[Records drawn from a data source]
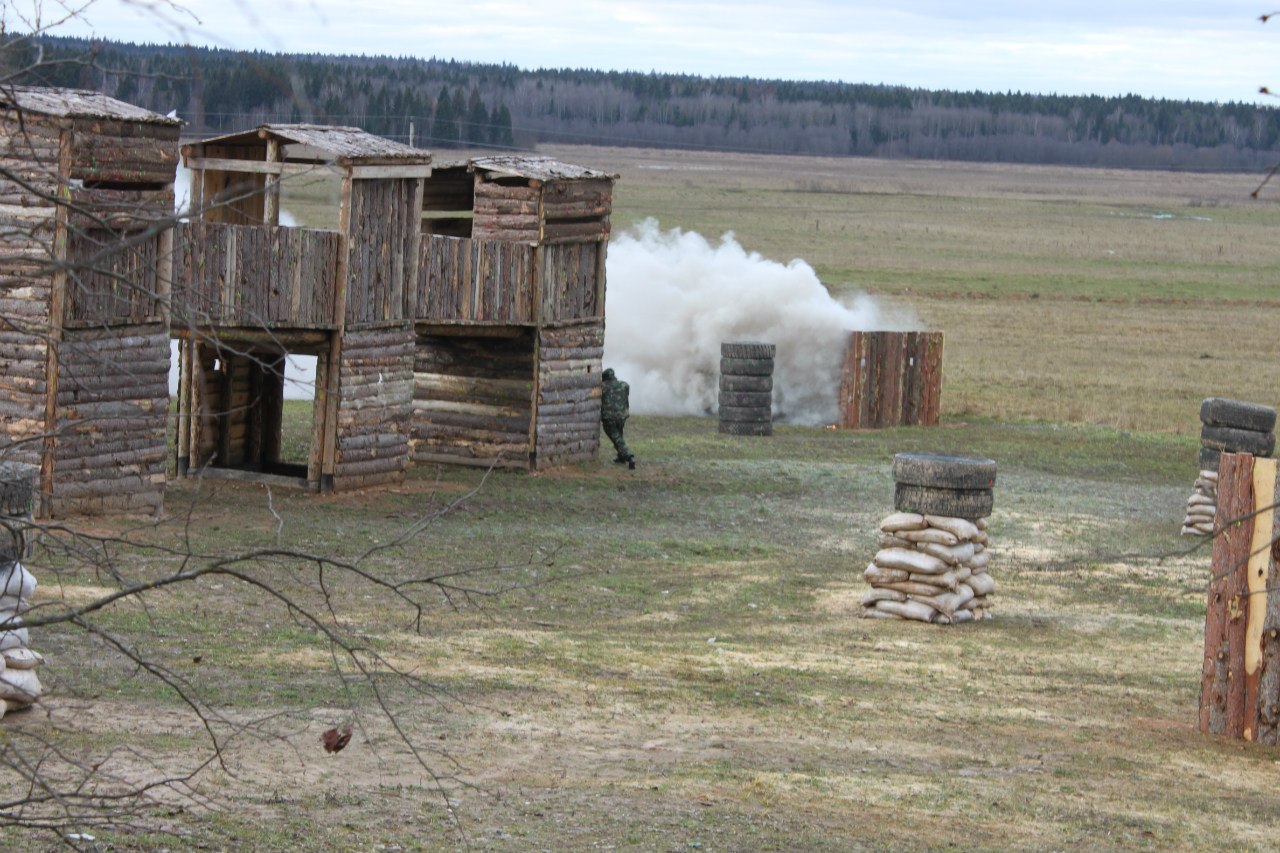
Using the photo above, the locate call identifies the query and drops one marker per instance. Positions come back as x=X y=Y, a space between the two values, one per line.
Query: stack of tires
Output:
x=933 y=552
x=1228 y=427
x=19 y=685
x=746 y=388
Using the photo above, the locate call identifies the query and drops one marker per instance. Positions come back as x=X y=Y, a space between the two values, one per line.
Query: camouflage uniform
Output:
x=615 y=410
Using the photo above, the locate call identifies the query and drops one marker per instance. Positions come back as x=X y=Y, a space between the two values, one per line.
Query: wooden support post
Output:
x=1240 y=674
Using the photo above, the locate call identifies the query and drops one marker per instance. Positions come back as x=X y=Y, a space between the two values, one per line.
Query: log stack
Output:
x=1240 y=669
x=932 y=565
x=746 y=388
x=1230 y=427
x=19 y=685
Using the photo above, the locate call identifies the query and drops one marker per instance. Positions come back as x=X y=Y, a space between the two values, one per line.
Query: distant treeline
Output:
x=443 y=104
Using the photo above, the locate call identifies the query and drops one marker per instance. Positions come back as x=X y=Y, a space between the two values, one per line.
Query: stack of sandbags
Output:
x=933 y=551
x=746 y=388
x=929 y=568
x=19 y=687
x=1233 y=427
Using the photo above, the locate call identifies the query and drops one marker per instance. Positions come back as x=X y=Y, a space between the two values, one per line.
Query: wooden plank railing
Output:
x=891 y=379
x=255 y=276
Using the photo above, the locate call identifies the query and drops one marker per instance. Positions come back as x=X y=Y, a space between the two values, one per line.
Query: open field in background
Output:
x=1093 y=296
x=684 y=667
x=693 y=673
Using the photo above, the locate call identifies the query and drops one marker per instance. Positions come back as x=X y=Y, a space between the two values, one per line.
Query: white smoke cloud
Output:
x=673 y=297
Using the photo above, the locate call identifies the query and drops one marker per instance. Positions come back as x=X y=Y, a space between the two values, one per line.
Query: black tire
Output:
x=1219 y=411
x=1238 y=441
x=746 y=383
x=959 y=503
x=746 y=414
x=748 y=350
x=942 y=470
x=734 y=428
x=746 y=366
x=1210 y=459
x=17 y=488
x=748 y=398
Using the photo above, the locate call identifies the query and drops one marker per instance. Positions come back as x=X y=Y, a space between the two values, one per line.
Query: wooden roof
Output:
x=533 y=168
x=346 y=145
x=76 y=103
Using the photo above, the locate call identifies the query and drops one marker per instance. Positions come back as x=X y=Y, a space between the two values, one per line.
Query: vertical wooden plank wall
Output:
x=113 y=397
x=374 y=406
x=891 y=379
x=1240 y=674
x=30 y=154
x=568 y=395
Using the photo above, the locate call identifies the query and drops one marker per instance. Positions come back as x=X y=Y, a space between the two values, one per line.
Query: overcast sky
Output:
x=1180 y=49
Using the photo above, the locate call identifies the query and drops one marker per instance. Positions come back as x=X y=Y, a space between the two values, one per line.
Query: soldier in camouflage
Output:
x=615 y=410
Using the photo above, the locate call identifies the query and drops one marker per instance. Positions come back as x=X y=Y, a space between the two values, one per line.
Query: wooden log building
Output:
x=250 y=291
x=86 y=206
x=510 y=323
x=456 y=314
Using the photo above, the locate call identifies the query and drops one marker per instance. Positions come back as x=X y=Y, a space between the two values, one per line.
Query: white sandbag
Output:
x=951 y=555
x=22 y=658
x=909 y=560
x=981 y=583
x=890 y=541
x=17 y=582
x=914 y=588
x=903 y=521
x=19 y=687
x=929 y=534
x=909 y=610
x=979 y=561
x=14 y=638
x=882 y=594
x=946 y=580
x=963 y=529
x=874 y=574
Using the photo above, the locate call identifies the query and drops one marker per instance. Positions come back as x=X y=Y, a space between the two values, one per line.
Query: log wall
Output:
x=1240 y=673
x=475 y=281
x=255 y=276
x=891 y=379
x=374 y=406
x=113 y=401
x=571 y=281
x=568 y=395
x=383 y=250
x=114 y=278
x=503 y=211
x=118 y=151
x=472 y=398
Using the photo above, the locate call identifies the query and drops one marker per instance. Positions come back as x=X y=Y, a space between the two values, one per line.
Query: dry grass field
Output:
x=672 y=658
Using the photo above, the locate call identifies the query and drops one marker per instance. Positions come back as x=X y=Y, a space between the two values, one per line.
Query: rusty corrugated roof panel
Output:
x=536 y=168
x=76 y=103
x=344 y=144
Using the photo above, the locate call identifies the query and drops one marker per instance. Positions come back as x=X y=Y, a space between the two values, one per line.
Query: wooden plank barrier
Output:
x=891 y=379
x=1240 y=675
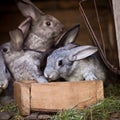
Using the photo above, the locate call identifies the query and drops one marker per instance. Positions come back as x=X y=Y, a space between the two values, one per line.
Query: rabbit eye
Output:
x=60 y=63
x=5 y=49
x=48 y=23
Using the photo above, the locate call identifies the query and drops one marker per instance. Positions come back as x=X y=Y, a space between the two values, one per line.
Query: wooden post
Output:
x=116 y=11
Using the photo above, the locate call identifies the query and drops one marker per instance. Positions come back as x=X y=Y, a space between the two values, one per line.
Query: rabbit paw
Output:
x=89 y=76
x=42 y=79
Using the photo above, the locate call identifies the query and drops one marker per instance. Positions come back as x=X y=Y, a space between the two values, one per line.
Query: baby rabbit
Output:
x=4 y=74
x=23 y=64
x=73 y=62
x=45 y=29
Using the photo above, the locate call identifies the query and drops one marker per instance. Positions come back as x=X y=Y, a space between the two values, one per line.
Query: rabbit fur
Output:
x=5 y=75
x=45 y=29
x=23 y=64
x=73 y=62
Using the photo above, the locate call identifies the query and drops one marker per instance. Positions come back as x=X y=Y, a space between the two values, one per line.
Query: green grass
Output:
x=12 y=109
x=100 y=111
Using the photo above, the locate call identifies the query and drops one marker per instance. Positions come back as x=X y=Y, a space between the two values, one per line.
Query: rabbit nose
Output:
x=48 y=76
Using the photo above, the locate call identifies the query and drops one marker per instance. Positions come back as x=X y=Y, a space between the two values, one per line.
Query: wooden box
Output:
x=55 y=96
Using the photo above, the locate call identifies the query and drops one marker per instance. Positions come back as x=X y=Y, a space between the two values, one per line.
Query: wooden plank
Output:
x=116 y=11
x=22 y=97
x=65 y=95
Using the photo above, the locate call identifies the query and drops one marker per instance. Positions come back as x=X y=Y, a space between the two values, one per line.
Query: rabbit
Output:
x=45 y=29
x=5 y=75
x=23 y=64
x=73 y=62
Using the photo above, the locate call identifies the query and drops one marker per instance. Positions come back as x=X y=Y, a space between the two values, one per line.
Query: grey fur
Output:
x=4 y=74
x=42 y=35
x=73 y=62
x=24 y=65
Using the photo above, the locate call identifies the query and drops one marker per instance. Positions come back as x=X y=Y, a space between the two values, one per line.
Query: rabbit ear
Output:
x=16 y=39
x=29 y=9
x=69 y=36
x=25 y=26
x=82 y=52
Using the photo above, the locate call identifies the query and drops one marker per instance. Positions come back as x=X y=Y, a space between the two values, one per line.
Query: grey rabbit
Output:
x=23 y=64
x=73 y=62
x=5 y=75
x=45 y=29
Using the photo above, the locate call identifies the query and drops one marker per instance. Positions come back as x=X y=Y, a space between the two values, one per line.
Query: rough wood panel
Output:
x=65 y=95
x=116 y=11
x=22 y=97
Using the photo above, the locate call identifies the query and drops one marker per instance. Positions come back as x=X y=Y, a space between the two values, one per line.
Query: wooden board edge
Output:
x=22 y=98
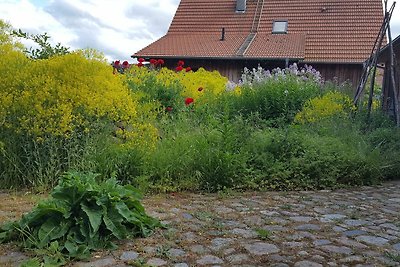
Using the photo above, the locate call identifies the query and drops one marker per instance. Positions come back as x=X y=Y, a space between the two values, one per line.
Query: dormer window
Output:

> [What to work on]:
From the items, list every line containing the word "white". Case counts.

> [Result of this task]:
Query: white smoke cloud
Query: white sandbag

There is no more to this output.